[Data records]

+ + + + +

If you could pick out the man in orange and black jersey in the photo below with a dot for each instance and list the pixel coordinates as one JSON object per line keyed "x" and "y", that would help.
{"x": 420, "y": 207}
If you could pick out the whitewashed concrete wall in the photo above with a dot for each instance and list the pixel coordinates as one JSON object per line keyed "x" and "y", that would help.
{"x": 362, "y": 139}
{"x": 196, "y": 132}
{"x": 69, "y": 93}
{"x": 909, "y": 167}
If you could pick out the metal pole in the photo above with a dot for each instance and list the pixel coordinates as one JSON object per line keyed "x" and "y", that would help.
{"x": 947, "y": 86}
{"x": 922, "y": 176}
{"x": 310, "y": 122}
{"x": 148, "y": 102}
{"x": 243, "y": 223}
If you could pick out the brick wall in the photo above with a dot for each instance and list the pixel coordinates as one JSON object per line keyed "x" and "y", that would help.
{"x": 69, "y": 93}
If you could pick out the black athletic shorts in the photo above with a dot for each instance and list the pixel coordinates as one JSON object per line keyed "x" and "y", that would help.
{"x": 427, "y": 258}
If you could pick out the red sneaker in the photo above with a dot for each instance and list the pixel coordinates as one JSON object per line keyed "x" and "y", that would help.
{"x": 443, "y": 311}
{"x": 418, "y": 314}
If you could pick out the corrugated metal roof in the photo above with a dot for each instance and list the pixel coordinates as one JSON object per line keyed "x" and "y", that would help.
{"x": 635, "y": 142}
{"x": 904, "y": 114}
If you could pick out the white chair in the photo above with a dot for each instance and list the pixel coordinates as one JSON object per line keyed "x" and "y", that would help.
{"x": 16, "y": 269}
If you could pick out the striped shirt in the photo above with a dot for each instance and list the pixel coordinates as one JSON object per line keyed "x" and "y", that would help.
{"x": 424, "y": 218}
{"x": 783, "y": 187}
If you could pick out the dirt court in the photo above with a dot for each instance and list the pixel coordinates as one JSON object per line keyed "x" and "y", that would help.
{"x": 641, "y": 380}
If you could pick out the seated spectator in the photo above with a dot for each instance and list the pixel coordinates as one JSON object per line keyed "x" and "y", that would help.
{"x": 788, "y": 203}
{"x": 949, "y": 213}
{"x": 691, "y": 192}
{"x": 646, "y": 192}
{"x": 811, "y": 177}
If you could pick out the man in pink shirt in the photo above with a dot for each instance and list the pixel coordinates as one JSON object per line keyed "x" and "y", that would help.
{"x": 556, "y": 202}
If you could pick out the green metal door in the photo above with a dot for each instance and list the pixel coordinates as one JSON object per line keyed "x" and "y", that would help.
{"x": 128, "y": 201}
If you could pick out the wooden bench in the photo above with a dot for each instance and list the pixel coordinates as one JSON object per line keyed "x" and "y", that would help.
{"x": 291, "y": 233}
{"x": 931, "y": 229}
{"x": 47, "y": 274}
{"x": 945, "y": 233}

+ + + + +

WHAT NEEDS TO BE DONE:
Print from the line containing "If you could pick out the green" to the last line above, exactly as written.

FULL OUTPUT:
If you could pick out the green metal door in the photo above with a dot for each instance and list the pixel coordinates as one JSON object per line keyed "x" and "y", that would help.
{"x": 128, "y": 201}
If you could pick out the wooden bench in the photo above with a dot for each instance and list the pixel coordinates as one JSON object per line keyed "x" and "y", that would help.
{"x": 291, "y": 233}
{"x": 931, "y": 229}
{"x": 47, "y": 274}
{"x": 945, "y": 233}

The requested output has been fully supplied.